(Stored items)
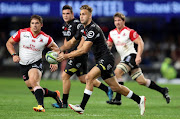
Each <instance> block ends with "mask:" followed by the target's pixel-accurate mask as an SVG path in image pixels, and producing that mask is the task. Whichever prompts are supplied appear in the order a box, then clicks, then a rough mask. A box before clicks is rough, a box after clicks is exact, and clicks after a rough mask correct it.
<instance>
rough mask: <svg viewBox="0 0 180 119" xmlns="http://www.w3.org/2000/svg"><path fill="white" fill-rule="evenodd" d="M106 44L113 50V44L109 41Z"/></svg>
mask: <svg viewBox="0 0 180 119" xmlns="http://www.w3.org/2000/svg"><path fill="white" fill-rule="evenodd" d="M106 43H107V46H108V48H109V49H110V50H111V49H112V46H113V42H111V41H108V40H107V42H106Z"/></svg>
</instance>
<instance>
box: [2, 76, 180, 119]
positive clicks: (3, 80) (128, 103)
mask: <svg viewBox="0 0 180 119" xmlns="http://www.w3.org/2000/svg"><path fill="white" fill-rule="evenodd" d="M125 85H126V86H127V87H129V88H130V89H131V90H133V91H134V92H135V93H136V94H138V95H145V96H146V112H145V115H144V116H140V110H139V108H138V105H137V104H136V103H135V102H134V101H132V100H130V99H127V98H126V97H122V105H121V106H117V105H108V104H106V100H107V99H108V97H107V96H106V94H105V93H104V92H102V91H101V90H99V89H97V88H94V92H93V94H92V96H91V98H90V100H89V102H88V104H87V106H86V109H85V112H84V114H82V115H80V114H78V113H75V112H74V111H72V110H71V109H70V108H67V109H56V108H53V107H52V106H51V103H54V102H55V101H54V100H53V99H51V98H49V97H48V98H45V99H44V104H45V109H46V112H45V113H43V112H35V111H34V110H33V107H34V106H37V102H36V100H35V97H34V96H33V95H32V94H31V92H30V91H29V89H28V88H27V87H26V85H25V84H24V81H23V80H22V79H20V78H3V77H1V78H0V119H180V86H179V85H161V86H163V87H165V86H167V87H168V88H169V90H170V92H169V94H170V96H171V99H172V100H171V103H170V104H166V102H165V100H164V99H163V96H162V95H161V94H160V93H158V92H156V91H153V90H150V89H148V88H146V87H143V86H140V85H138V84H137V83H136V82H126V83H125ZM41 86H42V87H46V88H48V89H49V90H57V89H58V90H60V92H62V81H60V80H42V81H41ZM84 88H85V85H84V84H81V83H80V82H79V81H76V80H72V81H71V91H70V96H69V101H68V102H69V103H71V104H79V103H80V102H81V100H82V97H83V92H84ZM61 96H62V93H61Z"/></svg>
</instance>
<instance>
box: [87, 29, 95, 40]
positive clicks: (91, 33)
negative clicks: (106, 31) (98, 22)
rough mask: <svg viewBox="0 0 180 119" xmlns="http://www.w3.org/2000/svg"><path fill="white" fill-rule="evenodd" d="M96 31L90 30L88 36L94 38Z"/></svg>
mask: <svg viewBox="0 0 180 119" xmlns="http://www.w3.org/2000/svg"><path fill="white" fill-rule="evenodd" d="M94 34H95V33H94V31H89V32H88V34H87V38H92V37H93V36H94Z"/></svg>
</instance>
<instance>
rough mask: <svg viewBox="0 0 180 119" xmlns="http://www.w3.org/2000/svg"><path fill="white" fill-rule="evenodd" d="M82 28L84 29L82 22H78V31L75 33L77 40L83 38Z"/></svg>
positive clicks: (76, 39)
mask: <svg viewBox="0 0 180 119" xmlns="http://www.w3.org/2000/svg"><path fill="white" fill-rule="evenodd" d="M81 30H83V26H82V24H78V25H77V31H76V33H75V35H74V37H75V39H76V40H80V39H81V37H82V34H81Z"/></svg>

### WHAT THE EXERCISE ASKS:
The response must repeat all the lines above exactly and include no pictures.

### RESULT FOR THIS TASK:
Each <instance> block ends with "mask:" followed by the target's pixel-accurate mask as an SVG path in image pixels, and producing that mask is the task. Whichever prompts are supplied appear in the order a box, then clicks, then a rough mask. A box before clicks is rough, a box after clicks is exact, and clicks after a rough mask correct it.
<instance>
rough mask: <svg viewBox="0 0 180 119" xmlns="http://www.w3.org/2000/svg"><path fill="white" fill-rule="evenodd" d="M106 44L113 50V44L109 41Z"/></svg>
mask: <svg viewBox="0 0 180 119" xmlns="http://www.w3.org/2000/svg"><path fill="white" fill-rule="evenodd" d="M106 43H107V46H108V48H109V49H110V50H111V49H112V46H113V42H111V41H108V40H107V42H106Z"/></svg>
</instance>
<instance>
box: [2, 76, 180, 119]
positive clicks: (3, 80) (128, 103)
mask: <svg viewBox="0 0 180 119" xmlns="http://www.w3.org/2000/svg"><path fill="white" fill-rule="evenodd" d="M125 85H126V86H127V87H129V88H130V89H131V90H133V91H134V92H135V93H136V94H138V95H145V96H146V112H145V115H144V116H140V110H139V108H138V105H137V104H136V103H135V102H134V101H132V100H130V99H127V98H126V97H122V105H121V106H117V105H108V104H106V100H107V99H108V97H107V96H106V94H105V93H104V92H102V91H101V90H99V89H97V88H94V92H93V94H92V96H91V98H90V100H89V102H88V104H87V106H86V109H85V112H84V114H82V115H80V114H78V113H75V112H74V111H72V110H71V109H70V108H67V109H56V108H53V107H52V106H51V103H54V102H55V101H54V100H53V99H51V98H49V97H48V98H45V99H44V104H45V109H46V112H45V113H43V112H35V111H34V110H33V107H34V106H37V102H36V100H35V97H34V96H33V95H32V94H31V92H30V91H29V89H28V88H27V87H26V85H25V84H24V81H23V80H22V79H20V78H3V77H1V78H0V119H180V86H179V85H161V86H163V87H165V86H167V87H168V88H169V90H170V92H169V94H170V96H171V99H172V100H171V103H170V104H166V102H165V100H164V99H163V96H162V95H161V94H160V93H158V92H156V91H153V90H150V89H148V88H146V87H143V86H140V85H138V84H137V83H136V82H126V83H125ZM41 86H42V87H46V88H48V89H49V90H57V89H58V90H60V92H62V81H60V80H42V81H41ZM84 88H85V85H84V84H81V83H80V82H79V81H76V80H72V81H71V91H70V96H69V101H68V102H69V103H71V104H79V103H80V102H81V100H82V97H83V92H84ZM61 96H62V93H61Z"/></svg>
</instance>
<instance>
box: [87, 29, 95, 40]
positive clicks: (91, 33)
negative clicks: (106, 31) (98, 22)
rough mask: <svg viewBox="0 0 180 119" xmlns="http://www.w3.org/2000/svg"><path fill="white" fill-rule="evenodd" d="M96 31L90 30L88 36L94 38Z"/></svg>
mask: <svg viewBox="0 0 180 119" xmlns="http://www.w3.org/2000/svg"><path fill="white" fill-rule="evenodd" d="M94 34H95V33H94V31H89V32H88V34H87V38H92V37H93V36H94Z"/></svg>
</instance>
<instance>
rough mask: <svg viewBox="0 0 180 119" xmlns="http://www.w3.org/2000/svg"><path fill="white" fill-rule="evenodd" d="M82 28L84 29L82 22H78V31L75 33L77 40L83 38Z"/></svg>
positive clicks: (76, 39)
mask: <svg viewBox="0 0 180 119" xmlns="http://www.w3.org/2000/svg"><path fill="white" fill-rule="evenodd" d="M81 30H83V26H82V24H78V25H77V31H76V33H75V35H74V37H75V39H76V40H80V39H81V37H82V34H81Z"/></svg>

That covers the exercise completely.